Calles, aunque apartado de la actividad política, no dejaba
de ser la autoridad moral del partido Revolucionario. Su experiencia, su saber y su probidad le daban categoría casi de irreemplazable. Había condenado el sistema de caudillos. Sin
embargo él mismo, sin quererlo, era el más notable caudillo de
los días civiles de la Revolución. Su genialidad intuitiva irradiaba
grande y espléndidamente; y si la adulación tenía caracteres de
exagerada y abyecta, los valores intrínsecos de Calles eran tan
reales y verdaderos que gracias a ellos se dio formación al
espíritu y cuerpo del Estado; fue expurgado el sistema presidencial;
obtuvieron jerarquía los presidentes de la República y México inauguró una temporada de paz y progreso; de orden y administración.
No es exagerado decir, en seguida de la consulta documental, que la desaparición en aquellos días del general Calles
hubiese sido una catástrofe para el país. El basamento de la
estructura política nacional estaba quintaesenciado en la voluntad
y pensamiento de Calles; y en tanto que de la nueva pléyade
revolucionaria no emergiera otro hombre emprendedor y probo,
no era posible deshacerse de Calles a menos de desearse la repetición
de males violentos para la República.
Esta, después de las lesiones sufridas a consecuencia de las
guerras y de las luchas inherentes a las restauraciones, requería
un guía político; y aunque Calles no era una perfección
humana, pues adolecía de los defectos que siempre son conexivos
al ejercicio de una paz y política imperiales, era el hombre
que, después de pasar por uno y muchos tamices revolucionarios
y autoritarios, continuaba siendo el eje de la consulta nacional
que, lejos de ser bochornosa, como se decía en esos días, era la
garantía del consejo racional y veterano, tan necesario para dar
estabilidad y desarrollo a las naciones; porque ¡pobre de aquel
pueblo que carece de la opinión madura y patriótica de quienes
han pasado por los fuegos del conocimiento y la experiencia!

CONSIGNAS DEL EJERCICIO:
**a)** Responde con datos del texto sobre Calles:
(i) ¿Qué sistema había condenado Calles?
(ii) ¿Qué habría sido para el país la desaparición del general Calles en aquellos días?
(iii) ¿De qué defectos adolecía Calles?
**b)** Prolonga el texto sobre Calles a partir de su última oración.

MATERIAL:
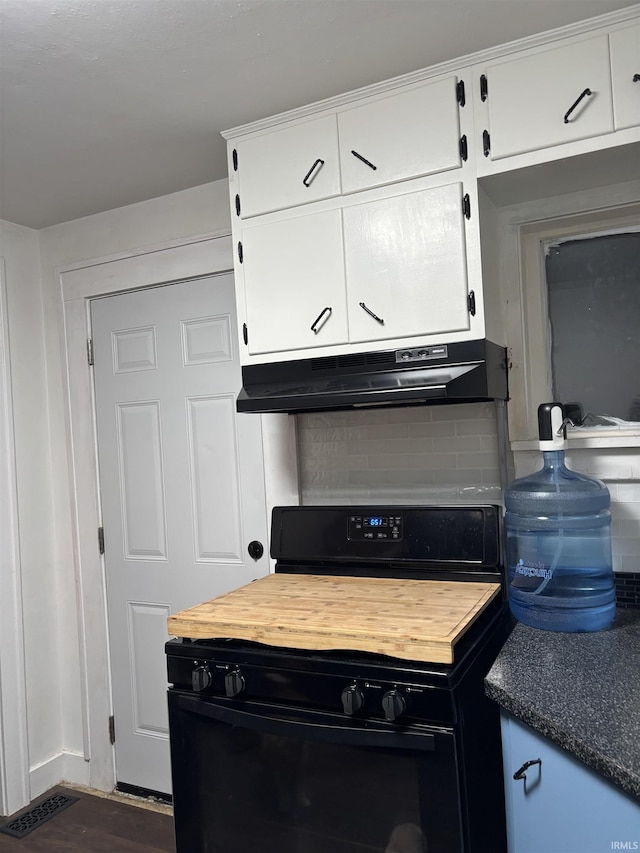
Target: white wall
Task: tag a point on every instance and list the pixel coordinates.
(55, 713)
(39, 568)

PROBLEMAS RESUELTOS:
**a)**
(i) El sistema de caudillos.
(ii) Una catástrofe.
(iii) De los defectos que siempre son conexivos al ejercicio de una paz y política imperiales.

**b)**
Tan cierto era el poder de opinión representado por Calles,
que en medio de las más soeces murmuraciones, de los más
ingratos propósitos y de las más lesivas manifestaciones que se
hicieron en torno al Caudillo, y observando cómo empezaba a
ser debilitado el poder público, el presidente Rodríguez y el
general Cárdenas, pidieron a Calles que abandonara momentáneamente
su retiro e hiciera acto de presencia en la ciudad de
México.
Con modestia que siempre honrará a la alta política mexicana, continuamente mancillada por los propios mexicanos, el
general Calles se rehusaba a concurrir al llamado de Cárdenas y Rodríguez; pero al fin se dejó convencer; y esto no en alas de la
vanidad, sino con la seguridad de ser una vez más el instrumento
circunstancial para dar unicidad al Partido Nacional Revolucionario —a la familia revolucionaria, como en tono doméstico, siempre impropio para hacerlo juego de las cortas luces del
vulgo, se llamó a la obligación que en México, como en
cualquiera otra parte del mundo, existe a fin de mantener la
homogeneidad partidista.
La presencia de Calles en la ciudad de México comenzó con
un recibimiento multitudinario, durante el cual, el caudillo fue
paseado en camión de redilas y conducido en triunfo por calles
y plazas; y en seguida quedó organizada una gran publicidad en
favor de Cárdenas.
Aquietóse con todo esto el callismxO. Calles volvió a llamar
hijo al general Cárdenas, a pesar que dentro de aquel hombre
tan ordenado y dispuesto a la jerarquía como era Calles, no
existía la confianza hacia Cárdenas, pues le consideraba como
individuo de muy medianas aptitudes no tanto para el mando,
cuanto para el gobierno.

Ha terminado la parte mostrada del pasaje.